Two lines below mark the span: the one containing "Place a dot on every instance of the large" and the one containing "Place a dot on every instance of the bald". Set down both, plus every line between, exactly as they stand, and nothing else.

> **SOURCE DATA**:
☆ ☆ ☆ ☆ ☆

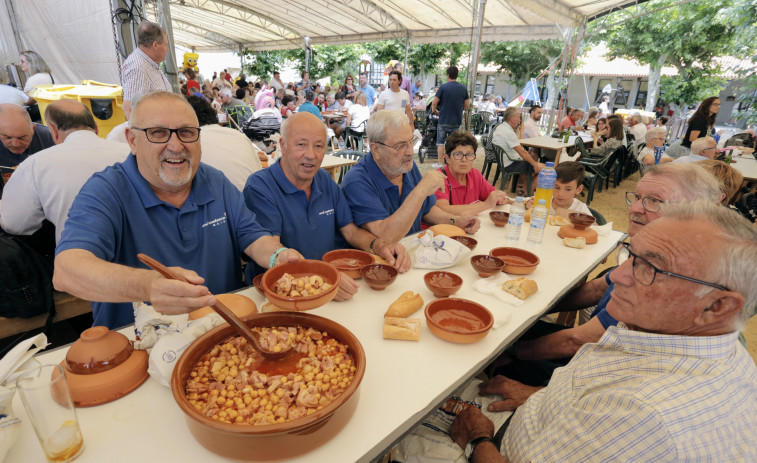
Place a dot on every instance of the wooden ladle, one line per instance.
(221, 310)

☆ ☆ ☆ ☆ ☆

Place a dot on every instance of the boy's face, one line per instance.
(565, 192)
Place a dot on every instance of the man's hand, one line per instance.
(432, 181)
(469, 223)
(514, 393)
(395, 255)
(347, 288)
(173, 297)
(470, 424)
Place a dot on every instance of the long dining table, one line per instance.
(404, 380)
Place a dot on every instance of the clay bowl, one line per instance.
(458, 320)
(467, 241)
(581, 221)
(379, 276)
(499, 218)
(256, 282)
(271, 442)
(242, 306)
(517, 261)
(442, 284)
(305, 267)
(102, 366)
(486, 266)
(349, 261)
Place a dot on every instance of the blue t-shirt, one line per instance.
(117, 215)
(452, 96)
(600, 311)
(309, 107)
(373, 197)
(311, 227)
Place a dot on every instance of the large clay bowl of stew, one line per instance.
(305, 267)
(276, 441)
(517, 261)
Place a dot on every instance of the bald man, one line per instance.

☆ ☆ ☆ ☆ ☆

> **RESULT**:
Place a dot on every instance of the large clay bowl of stew, one line per instance.
(305, 267)
(276, 441)
(517, 261)
Place a dot on every instance of the bald man, one line per instance.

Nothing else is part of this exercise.